Rows contained in a dataset
--- Start ---

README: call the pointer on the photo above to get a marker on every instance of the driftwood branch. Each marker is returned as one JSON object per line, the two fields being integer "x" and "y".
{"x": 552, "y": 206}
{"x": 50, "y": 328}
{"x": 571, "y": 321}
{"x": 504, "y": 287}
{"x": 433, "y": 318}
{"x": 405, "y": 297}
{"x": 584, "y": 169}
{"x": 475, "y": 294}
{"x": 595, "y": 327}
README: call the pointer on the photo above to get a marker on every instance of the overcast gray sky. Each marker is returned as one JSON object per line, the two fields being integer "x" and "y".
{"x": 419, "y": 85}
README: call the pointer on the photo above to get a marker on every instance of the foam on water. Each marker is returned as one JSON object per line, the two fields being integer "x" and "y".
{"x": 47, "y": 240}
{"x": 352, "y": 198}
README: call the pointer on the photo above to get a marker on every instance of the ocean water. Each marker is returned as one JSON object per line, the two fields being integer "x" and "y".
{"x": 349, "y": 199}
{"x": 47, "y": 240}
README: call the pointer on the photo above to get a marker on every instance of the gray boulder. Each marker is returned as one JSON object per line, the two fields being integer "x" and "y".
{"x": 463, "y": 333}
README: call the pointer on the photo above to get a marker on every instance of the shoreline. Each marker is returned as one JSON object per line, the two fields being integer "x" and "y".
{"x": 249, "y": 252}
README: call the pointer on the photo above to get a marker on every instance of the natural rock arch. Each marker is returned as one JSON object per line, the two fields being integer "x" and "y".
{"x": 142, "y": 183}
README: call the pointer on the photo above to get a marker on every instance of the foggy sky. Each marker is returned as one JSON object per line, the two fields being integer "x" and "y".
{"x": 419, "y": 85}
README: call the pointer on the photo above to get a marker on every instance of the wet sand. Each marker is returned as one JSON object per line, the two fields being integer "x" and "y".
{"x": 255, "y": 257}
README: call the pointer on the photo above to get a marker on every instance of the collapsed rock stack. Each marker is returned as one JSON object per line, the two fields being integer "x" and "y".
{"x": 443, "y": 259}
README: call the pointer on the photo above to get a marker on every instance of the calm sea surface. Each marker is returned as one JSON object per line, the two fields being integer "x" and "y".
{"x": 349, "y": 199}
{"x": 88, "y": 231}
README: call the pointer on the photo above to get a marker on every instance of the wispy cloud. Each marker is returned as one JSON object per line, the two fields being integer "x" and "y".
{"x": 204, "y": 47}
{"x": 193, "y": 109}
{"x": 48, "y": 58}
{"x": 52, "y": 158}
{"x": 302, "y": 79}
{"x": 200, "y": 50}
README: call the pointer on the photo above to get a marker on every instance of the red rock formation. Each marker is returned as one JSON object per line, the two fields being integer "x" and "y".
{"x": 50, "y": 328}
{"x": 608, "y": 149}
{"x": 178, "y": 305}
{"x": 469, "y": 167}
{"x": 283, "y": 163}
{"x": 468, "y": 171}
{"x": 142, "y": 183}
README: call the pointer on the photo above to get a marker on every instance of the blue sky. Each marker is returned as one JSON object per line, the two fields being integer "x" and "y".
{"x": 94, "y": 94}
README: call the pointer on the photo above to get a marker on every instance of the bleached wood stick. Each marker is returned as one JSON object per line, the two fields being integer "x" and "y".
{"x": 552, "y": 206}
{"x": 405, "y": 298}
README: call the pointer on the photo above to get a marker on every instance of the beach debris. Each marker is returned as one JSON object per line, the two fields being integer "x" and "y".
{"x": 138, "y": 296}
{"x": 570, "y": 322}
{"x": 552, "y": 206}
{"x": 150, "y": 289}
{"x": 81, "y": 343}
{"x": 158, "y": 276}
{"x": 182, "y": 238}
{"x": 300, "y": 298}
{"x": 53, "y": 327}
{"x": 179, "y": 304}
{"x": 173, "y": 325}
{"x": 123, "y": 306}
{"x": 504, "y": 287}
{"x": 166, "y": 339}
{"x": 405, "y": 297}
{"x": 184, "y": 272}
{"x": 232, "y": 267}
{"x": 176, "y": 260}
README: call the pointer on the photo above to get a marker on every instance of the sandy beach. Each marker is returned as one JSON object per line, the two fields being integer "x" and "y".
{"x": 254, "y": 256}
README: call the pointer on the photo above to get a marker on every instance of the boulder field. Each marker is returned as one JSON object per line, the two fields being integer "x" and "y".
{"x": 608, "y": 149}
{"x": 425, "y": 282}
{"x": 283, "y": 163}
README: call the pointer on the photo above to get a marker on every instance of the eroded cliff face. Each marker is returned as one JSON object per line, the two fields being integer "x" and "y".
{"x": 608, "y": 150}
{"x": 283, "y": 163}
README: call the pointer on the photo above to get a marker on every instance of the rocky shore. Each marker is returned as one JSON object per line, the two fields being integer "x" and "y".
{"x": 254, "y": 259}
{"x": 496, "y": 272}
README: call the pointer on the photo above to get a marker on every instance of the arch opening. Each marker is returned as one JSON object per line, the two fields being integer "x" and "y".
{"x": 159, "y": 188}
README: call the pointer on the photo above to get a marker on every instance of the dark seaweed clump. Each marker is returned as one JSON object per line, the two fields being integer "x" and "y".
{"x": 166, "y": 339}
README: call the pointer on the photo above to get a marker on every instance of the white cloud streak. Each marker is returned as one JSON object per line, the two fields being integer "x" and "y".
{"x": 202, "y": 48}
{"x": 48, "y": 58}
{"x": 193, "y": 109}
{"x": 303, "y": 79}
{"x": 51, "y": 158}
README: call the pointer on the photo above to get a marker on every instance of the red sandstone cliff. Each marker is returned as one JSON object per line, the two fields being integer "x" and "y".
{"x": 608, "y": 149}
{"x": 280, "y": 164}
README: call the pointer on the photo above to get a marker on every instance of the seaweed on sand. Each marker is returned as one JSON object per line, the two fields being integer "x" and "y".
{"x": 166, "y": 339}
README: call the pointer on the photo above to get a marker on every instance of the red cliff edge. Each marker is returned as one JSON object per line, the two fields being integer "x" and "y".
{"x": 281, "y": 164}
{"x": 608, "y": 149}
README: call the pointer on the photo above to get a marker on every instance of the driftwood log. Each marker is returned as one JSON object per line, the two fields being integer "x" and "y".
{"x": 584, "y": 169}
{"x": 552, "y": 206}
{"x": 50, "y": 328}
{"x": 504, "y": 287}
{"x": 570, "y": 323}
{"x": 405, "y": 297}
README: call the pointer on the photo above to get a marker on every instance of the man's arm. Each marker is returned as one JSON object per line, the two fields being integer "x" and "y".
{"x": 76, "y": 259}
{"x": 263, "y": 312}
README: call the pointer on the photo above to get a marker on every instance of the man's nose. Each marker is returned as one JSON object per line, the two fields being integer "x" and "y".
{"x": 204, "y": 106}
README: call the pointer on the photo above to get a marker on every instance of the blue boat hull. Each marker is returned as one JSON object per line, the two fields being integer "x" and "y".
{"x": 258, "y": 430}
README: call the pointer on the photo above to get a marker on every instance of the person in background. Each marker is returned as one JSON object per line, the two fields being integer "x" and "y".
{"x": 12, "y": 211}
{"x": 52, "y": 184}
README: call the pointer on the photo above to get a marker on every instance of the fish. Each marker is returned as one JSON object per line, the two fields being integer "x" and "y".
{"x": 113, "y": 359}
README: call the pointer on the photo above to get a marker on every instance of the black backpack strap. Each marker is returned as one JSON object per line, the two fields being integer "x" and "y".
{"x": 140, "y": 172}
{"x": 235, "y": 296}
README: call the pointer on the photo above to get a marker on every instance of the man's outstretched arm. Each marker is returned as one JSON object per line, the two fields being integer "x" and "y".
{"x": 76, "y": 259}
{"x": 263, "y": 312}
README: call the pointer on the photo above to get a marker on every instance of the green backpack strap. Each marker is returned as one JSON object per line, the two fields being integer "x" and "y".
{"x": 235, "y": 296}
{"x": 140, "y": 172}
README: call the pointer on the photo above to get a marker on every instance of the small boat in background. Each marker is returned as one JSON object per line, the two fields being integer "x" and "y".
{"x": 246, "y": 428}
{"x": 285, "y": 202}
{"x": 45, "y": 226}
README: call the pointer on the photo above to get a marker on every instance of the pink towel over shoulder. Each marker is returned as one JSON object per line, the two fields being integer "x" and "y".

--- End ---

- [WHAT YOU SHOULD DO]
Rewrite everything from the row containing "of the green" down to the last of the rows above, requests included. Multiply each x and y point coordinate in the answers by 2.55 and round it to a whole number, with halves rounded up.

- [EXERCISE ANSWER]
README: call the pointer on the photo above to get a marker on every instance of the green backpack strap. Each marker is returned as one JSON object per line, the two fields being integer "x" and "y".
{"x": 599, "y": 755}
{"x": 357, "y": 439}
README: call the pointer on the photo above to get a marker on every instance of the small boat in background. Each marker is returned as one JSON object per line, the two fields being integer "x" and "y".
{"x": 627, "y": 1091}
{"x": 727, "y": 515}
{"x": 115, "y": 576}
README: call the pointer on the photo above to get a marker on every instance of the pink towel over shoulder. Each marker is returned as one JSON object per line, the two fields being integer "x" and "y".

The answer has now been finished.